EXERCISE TASK: Scale the stretch of items below from the line containing "of green foliage." through the line containing "5,0,1348,896", and give only those lines again, requests included. Multiply every bounding-box coordinate in the answers by 1.15 and round to whole numbers, halves up, leaving the requests and their format samples unchanged.

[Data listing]
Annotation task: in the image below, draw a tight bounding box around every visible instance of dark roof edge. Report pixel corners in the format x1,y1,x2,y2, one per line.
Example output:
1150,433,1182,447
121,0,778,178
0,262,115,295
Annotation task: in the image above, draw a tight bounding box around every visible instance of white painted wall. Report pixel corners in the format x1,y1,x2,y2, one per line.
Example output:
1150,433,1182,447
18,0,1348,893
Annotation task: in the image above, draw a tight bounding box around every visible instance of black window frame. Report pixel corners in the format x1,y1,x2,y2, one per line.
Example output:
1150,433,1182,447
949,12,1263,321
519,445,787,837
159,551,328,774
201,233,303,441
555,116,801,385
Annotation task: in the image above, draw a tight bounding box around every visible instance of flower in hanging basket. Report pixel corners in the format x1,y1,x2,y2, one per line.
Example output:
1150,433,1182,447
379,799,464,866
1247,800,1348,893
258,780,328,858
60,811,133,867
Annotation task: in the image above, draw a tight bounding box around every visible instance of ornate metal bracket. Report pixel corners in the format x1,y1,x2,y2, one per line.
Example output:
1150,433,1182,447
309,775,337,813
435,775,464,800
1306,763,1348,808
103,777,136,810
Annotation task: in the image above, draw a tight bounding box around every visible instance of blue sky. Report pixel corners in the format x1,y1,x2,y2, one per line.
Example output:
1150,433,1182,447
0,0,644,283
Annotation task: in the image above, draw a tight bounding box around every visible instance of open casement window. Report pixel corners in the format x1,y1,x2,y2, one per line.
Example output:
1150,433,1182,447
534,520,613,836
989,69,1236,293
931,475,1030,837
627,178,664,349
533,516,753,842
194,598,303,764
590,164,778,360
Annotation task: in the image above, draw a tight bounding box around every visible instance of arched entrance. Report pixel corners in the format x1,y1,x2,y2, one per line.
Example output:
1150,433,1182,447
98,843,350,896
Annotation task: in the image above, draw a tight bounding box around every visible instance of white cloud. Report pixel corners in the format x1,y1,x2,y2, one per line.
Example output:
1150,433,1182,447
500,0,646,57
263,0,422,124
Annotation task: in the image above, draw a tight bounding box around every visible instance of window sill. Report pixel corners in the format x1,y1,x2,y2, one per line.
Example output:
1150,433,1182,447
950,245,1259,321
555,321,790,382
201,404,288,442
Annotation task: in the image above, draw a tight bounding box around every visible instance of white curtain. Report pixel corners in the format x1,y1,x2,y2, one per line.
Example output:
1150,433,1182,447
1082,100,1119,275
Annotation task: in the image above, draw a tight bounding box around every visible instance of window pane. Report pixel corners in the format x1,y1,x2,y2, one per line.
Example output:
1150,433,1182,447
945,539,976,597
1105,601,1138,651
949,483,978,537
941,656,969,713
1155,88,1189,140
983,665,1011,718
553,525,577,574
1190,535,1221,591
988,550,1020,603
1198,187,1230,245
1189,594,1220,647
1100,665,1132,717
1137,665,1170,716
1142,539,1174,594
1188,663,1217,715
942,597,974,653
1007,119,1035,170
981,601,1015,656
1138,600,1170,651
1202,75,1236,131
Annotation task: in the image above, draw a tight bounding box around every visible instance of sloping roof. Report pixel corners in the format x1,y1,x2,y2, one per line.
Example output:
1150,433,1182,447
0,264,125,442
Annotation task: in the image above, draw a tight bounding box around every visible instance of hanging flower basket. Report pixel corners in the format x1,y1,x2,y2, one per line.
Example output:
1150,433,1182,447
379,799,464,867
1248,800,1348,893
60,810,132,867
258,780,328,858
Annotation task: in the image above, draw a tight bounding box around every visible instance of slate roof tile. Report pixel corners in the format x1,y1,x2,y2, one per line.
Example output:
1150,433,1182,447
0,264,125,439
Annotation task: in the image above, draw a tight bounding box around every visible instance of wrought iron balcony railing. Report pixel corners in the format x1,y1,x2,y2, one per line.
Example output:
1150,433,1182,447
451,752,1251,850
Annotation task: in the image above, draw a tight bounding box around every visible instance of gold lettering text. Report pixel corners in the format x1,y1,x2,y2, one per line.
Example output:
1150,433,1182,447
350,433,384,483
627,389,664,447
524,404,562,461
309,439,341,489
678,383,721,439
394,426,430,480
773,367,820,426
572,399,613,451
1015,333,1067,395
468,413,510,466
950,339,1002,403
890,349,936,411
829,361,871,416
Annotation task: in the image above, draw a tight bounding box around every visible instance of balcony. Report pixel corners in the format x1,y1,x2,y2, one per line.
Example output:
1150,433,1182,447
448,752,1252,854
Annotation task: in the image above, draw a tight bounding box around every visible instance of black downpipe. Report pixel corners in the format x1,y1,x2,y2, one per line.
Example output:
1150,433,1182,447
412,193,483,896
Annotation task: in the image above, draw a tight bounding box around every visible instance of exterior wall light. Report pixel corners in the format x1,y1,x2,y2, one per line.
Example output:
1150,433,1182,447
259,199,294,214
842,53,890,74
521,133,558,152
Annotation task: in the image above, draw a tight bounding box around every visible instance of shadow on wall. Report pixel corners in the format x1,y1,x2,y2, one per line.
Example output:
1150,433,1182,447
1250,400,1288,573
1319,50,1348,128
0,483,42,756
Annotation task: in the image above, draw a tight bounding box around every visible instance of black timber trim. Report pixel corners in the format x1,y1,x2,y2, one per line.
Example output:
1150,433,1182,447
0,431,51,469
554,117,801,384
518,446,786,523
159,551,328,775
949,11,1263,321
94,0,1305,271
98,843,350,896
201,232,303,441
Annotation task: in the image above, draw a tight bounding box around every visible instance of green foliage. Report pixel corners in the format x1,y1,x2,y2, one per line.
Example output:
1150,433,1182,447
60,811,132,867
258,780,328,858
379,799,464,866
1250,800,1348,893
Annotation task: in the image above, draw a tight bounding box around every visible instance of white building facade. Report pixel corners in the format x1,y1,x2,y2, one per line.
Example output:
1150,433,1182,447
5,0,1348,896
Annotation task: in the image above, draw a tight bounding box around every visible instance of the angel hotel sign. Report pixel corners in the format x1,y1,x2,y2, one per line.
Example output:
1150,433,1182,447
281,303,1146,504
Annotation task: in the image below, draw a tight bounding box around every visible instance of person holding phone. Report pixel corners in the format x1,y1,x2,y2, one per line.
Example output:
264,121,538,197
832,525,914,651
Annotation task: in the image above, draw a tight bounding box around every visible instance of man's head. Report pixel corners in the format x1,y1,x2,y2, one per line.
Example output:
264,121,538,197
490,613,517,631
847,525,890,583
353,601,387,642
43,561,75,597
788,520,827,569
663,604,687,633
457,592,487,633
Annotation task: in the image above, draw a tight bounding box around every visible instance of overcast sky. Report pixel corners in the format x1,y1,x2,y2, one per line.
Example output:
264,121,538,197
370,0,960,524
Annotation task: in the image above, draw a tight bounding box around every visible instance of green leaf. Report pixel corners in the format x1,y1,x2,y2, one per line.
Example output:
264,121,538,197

THE ANSWER:
Annotation task: in the image above, draw a tight bounding box around every visible instance of green foliage. Report pixel corners in the format x1,y1,x2,y2, one per line.
Example output:
1150,433,1182,447
69,933,152,997
297,897,377,987
436,919,534,996
1438,920,1550,1027
Annotation task: in the image above, draw a tight bounding box around every visible instance of white building facade. Report pixel corners in the format x1,y1,x2,y2, one per line.
Example output:
1150,433,1182,447
6,0,1550,1030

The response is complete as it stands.